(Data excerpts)

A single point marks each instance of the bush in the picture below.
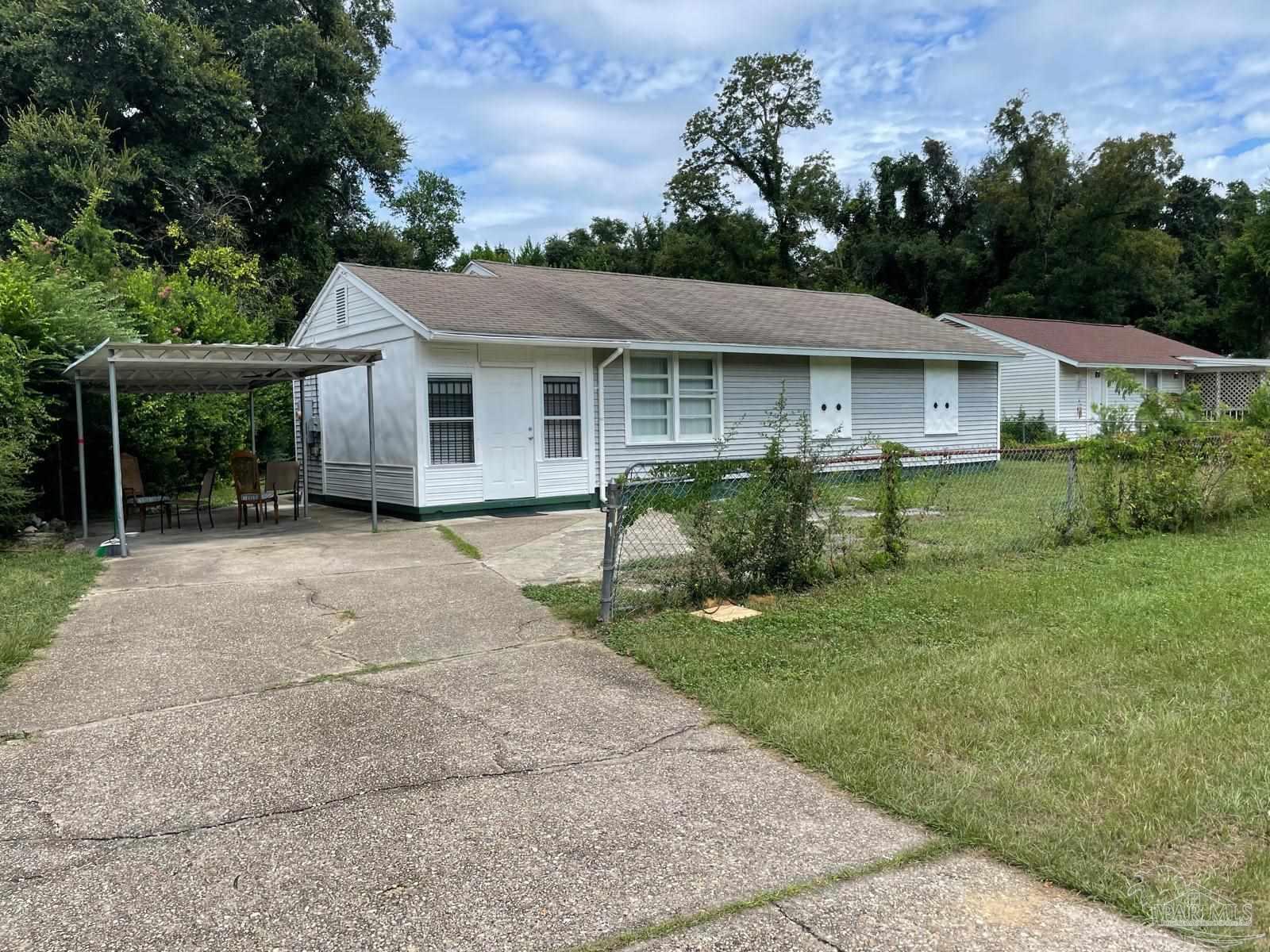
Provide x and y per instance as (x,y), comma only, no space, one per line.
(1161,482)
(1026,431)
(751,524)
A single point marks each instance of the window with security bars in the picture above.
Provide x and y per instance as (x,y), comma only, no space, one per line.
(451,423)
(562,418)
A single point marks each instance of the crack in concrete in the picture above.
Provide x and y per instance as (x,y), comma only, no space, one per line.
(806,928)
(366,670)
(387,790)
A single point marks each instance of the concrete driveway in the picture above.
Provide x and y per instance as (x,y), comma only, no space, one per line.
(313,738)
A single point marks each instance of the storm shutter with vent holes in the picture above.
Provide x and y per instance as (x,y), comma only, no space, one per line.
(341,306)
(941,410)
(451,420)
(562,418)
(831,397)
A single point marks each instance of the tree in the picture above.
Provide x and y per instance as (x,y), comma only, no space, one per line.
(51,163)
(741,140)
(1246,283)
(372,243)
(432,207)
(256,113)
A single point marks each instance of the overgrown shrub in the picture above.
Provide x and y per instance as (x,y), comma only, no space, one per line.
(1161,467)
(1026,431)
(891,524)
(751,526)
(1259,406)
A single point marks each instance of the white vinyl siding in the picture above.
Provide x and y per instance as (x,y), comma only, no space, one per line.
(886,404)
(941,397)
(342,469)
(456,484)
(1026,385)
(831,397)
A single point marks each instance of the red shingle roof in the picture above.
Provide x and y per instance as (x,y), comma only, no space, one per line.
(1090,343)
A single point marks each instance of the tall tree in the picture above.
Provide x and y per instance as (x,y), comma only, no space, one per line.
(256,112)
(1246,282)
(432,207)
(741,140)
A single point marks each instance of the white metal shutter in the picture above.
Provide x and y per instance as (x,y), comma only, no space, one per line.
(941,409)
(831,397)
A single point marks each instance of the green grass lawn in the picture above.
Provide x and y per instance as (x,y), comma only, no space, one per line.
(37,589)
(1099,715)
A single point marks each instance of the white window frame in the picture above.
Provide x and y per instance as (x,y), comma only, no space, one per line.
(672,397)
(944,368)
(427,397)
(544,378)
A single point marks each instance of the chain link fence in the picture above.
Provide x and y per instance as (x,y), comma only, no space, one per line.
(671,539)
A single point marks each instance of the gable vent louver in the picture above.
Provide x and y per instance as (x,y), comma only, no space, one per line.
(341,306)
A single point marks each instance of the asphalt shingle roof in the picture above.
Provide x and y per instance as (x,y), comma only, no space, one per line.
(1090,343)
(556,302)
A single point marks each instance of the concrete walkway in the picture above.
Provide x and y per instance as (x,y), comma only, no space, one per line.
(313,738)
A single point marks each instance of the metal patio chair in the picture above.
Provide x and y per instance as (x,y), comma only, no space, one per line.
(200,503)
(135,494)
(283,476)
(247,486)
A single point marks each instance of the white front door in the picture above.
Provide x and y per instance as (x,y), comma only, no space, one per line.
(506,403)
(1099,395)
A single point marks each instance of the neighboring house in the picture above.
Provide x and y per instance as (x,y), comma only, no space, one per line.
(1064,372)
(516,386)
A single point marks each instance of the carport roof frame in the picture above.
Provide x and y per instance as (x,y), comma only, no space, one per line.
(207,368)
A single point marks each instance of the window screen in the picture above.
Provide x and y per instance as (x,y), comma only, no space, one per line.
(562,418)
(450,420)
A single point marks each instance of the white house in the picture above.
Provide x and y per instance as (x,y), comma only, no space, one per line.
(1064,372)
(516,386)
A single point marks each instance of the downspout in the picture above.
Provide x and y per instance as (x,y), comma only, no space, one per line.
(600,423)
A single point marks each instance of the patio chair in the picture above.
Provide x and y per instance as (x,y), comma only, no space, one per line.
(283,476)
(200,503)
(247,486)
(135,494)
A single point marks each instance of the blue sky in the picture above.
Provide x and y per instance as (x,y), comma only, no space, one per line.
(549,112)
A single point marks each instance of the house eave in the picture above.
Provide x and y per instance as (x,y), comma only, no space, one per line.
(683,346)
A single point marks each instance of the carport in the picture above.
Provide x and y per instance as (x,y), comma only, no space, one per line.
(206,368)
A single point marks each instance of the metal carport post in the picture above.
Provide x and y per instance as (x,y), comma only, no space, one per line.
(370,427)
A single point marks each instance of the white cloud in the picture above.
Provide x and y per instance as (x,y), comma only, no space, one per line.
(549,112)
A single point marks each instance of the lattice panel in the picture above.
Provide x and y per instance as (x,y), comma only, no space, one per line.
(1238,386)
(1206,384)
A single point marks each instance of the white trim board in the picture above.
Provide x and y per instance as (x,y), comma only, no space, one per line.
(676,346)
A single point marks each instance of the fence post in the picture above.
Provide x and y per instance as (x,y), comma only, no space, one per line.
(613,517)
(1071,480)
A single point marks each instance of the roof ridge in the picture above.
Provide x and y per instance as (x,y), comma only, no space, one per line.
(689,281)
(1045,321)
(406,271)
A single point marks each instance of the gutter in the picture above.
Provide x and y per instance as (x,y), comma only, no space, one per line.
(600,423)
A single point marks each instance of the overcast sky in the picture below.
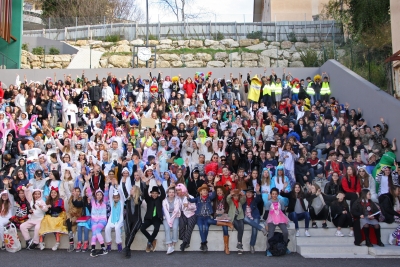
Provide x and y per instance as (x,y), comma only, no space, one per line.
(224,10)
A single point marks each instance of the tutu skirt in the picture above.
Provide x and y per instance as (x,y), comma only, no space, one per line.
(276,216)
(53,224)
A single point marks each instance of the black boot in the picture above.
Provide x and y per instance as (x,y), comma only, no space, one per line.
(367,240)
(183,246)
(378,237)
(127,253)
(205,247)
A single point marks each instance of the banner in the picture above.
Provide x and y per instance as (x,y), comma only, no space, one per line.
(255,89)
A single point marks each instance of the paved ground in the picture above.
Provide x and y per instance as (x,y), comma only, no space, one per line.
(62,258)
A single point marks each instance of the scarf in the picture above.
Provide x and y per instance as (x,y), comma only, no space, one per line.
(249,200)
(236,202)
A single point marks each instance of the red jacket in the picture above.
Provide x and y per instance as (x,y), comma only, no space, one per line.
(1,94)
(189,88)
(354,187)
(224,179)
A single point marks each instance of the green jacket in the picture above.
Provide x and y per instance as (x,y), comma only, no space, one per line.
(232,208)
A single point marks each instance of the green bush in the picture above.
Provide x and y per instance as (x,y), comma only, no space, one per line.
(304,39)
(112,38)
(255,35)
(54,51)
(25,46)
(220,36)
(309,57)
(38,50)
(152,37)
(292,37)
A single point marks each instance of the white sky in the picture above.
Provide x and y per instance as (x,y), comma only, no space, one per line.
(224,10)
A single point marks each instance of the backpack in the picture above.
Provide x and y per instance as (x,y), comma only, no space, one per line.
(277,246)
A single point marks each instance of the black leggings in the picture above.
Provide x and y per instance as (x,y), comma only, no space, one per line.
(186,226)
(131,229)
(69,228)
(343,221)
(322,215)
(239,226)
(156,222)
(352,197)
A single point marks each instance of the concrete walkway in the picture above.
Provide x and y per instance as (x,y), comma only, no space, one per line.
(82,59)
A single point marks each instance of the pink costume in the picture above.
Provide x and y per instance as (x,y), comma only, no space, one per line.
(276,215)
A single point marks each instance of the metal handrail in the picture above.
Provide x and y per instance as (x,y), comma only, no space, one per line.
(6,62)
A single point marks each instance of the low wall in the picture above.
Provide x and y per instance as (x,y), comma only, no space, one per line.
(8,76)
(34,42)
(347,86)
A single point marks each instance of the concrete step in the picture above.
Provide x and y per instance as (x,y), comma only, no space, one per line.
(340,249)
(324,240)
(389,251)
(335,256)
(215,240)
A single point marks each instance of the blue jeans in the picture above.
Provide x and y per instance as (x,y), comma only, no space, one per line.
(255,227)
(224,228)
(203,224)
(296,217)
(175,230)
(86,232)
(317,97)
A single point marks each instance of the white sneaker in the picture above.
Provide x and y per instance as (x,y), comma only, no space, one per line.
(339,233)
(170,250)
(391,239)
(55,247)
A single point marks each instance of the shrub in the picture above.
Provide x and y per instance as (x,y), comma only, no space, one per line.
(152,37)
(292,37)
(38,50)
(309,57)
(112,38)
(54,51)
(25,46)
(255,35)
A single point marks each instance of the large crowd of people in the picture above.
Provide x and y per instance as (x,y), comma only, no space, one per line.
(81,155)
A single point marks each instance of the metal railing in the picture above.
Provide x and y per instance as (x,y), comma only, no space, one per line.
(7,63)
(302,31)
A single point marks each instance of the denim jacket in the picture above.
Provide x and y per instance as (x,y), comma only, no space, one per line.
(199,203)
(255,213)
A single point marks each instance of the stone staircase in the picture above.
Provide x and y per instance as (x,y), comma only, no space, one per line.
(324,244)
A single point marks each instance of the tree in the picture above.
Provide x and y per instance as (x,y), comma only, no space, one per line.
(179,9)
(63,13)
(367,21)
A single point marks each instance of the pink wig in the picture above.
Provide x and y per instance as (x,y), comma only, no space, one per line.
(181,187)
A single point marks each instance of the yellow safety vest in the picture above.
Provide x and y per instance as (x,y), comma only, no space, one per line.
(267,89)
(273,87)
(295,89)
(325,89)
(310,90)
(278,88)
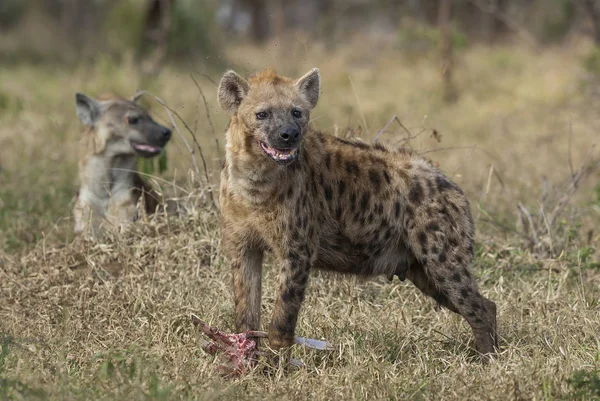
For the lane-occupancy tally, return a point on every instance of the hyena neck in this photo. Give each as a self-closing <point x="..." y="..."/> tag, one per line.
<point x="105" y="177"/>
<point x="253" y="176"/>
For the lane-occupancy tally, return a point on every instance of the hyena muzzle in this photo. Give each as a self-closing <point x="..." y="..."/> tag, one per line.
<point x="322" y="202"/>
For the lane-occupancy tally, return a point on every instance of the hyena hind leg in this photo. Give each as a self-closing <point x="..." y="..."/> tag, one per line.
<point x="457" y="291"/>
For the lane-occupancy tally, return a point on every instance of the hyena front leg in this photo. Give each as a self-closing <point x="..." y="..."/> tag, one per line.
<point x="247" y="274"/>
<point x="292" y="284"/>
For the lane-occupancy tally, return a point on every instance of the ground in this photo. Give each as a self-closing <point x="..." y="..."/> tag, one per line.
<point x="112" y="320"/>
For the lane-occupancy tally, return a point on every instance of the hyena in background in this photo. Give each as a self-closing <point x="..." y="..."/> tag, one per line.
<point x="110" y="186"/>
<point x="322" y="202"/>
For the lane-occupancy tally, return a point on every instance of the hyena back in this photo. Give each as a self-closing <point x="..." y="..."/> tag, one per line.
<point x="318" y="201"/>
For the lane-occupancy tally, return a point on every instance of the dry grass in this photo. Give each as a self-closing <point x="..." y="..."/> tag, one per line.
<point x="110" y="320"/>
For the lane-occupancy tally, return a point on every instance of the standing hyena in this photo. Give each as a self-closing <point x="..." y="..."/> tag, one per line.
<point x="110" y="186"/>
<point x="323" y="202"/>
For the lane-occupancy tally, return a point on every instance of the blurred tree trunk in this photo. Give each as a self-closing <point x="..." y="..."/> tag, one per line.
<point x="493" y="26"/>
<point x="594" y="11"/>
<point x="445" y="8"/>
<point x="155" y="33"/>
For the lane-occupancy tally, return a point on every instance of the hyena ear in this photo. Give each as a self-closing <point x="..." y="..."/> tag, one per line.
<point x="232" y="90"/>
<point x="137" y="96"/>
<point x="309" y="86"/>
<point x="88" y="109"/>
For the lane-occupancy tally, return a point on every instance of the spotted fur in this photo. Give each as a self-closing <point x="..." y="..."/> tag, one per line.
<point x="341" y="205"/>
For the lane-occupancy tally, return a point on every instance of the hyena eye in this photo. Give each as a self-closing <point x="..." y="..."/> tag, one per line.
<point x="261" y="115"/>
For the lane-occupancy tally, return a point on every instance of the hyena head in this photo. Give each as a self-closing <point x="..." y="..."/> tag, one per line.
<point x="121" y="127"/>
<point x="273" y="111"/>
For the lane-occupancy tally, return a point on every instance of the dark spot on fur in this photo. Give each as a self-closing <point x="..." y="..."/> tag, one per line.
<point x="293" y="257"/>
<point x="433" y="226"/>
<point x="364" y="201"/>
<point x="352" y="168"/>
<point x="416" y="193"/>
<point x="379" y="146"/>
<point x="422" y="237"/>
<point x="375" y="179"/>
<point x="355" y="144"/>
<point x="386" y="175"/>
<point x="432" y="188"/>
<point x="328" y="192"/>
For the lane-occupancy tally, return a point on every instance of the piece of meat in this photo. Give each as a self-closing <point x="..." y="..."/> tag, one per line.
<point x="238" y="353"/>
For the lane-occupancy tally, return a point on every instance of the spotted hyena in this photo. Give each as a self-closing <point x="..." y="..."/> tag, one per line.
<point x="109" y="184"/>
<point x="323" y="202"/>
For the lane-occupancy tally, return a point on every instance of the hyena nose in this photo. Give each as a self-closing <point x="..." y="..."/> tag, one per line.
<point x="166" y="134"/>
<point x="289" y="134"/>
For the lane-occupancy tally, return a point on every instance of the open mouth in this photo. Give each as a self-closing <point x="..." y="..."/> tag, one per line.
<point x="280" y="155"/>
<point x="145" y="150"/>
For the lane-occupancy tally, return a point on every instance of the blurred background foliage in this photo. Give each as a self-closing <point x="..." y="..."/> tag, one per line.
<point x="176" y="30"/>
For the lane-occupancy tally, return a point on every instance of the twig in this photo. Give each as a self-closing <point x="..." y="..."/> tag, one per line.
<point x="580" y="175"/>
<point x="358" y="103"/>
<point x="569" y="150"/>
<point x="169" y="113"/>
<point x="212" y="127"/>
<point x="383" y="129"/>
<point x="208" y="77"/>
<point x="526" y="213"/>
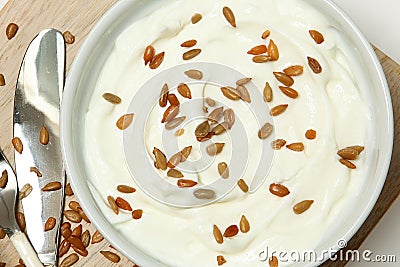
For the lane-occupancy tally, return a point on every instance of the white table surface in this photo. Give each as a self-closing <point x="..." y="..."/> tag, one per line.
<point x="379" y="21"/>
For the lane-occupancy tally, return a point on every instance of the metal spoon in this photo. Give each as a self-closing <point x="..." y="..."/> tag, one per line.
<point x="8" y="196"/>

EXERCISE AIM |
Among the records above, extract exactly the lines from the line with "A single point marks each instance of the white house" to the line with "A single point marks each instance of the patio", both lines included, and leave out the rest.

WRITTEN RESPONSE |
A single point marks each instance of the white house in the picture above.
Provide x and y per instance as (x,y), comma only, no space, one per line.
(1064,372)
(516,386)
A single point marks each instance of the downspout in the picture above.
Provide x and y per instance as (x,y), comma only, no space, one per line.
(600,423)
A single point marks each instance of the patio chair in the picture above.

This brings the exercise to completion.